--- begin ---

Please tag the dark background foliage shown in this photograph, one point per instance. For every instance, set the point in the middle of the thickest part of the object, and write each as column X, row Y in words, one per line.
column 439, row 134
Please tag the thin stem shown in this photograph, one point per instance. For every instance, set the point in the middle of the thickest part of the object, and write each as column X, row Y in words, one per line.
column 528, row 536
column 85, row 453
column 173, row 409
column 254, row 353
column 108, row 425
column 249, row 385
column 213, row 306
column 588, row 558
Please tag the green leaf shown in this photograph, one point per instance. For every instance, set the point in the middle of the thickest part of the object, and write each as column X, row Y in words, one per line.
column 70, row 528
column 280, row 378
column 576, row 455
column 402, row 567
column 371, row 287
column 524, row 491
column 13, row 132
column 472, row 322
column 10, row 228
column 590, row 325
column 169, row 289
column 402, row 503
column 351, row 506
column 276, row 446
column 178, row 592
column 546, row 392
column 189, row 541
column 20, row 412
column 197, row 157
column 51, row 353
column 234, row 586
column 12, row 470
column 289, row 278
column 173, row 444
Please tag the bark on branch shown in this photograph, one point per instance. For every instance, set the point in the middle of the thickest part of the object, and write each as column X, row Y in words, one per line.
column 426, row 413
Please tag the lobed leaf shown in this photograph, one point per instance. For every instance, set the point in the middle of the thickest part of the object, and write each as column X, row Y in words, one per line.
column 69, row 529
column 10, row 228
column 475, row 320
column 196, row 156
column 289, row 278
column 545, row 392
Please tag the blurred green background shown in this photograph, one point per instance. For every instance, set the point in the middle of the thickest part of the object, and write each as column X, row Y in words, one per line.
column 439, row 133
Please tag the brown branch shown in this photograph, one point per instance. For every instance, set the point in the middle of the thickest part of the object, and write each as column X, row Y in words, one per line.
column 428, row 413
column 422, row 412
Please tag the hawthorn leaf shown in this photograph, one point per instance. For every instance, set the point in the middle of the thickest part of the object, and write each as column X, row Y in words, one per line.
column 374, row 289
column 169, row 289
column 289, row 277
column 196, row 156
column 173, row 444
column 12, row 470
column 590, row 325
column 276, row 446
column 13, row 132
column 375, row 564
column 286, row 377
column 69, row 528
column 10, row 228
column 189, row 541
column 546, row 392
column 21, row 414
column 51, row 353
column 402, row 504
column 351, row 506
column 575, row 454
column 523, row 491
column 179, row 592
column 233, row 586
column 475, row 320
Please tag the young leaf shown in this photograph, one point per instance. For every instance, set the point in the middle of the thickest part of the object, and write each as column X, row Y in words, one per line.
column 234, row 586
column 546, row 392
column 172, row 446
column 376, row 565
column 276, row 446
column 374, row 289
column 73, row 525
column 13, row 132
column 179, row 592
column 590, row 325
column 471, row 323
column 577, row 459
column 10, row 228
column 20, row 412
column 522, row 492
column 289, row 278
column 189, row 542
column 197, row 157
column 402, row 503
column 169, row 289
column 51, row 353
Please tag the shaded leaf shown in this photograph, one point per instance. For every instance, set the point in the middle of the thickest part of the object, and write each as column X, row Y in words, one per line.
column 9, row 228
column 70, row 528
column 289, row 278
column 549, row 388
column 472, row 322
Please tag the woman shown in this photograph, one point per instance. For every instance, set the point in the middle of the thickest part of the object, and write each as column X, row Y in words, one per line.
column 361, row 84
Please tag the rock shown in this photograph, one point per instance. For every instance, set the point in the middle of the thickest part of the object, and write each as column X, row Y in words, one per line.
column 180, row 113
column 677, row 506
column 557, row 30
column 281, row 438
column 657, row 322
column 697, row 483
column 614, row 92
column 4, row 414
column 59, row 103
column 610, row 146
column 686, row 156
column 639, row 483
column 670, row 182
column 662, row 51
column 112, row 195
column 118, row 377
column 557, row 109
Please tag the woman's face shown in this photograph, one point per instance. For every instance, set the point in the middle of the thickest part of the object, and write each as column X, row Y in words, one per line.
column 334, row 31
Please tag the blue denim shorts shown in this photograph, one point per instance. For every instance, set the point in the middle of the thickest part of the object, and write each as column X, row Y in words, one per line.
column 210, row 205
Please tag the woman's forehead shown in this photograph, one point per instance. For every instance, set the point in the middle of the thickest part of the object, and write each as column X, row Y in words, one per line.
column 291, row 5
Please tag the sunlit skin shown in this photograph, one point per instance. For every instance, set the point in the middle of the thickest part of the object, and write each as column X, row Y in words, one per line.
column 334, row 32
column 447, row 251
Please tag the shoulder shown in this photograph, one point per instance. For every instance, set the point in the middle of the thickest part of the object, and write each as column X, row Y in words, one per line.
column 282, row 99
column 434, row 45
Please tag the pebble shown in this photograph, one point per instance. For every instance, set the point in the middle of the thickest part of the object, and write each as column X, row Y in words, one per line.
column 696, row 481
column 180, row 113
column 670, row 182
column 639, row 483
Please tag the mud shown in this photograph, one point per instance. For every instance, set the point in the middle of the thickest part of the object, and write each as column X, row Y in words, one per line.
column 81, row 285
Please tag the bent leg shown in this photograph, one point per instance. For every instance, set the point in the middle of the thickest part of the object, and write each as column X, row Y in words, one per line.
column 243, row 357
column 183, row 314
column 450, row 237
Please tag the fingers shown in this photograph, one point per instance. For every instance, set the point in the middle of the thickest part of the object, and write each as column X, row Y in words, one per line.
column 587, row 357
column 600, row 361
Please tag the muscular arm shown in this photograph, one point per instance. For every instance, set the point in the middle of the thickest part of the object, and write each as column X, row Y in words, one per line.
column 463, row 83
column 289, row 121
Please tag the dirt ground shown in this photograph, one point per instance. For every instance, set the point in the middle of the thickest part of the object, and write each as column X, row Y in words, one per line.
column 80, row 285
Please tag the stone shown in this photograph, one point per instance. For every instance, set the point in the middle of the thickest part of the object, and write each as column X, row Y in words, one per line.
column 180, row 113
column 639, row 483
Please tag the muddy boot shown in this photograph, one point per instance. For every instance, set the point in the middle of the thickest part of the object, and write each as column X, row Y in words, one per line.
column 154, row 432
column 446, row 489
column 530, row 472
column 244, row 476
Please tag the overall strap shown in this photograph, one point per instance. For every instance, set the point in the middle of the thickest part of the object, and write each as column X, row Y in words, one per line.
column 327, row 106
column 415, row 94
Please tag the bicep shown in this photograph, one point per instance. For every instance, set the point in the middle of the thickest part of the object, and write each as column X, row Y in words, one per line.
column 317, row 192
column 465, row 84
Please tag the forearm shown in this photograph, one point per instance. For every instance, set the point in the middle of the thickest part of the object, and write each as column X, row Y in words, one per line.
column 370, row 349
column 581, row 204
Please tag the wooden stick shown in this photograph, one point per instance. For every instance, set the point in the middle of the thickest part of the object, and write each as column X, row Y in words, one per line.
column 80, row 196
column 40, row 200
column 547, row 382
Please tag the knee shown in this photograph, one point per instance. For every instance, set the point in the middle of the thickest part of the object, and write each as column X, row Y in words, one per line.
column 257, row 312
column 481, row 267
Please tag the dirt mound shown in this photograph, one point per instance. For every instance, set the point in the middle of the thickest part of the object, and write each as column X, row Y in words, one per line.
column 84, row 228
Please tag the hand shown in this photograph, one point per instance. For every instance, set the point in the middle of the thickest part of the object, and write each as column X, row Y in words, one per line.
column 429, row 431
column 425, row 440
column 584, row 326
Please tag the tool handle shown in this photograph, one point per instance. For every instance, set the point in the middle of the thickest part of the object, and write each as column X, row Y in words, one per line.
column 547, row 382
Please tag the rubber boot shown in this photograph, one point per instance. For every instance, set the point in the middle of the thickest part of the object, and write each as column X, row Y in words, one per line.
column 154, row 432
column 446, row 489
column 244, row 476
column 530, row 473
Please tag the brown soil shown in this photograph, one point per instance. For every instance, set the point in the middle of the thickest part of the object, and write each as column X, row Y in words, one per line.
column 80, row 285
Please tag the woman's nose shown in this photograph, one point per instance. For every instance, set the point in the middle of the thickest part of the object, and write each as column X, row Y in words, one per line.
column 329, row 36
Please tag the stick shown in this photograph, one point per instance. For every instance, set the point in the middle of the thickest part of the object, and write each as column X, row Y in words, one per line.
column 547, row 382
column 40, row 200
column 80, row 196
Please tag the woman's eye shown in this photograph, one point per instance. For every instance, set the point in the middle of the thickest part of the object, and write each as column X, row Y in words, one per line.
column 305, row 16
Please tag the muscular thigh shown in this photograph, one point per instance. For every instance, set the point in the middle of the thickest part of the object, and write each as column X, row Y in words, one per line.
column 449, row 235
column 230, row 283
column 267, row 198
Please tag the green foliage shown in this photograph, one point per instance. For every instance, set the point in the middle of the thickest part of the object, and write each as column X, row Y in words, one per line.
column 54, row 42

--- end ---

**Goal**
Write out the items again, starting at the line that contains "Please tag the rock" and ending at the line that contains "column 210, row 205". Substitute "widest part" for "thickest part" wherever it occurs, and leave everything else unchanged.

**Response to the exercise**
Please tag the rock shown in this photograph, one point per instance. For every instance, set the point in the middle of the widest part of the object, and write each as column X, row Y in words, one per line.
column 180, row 113
column 677, row 506
column 557, row 30
column 281, row 438
column 657, row 322
column 697, row 483
column 614, row 92
column 4, row 414
column 59, row 103
column 610, row 146
column 686, row 156
column 639, row 483
column 670, row 182
column 662, row 51
column 112, row 195
column 118, row 377
column 557, row 109
Please tag the woman's face shown in this photograph, one point per instance. For every instance, set the point in the middle of the widest part of the object, and write each as column X, row Y in words, one per line.
column 334, row 31
Please tag the blue denim shorts shown in this photograph, one point per instance. For every instance, set the point in the middle of the widest part of the object, and write each as column X, row Y in words, one per line.
column 210, row 205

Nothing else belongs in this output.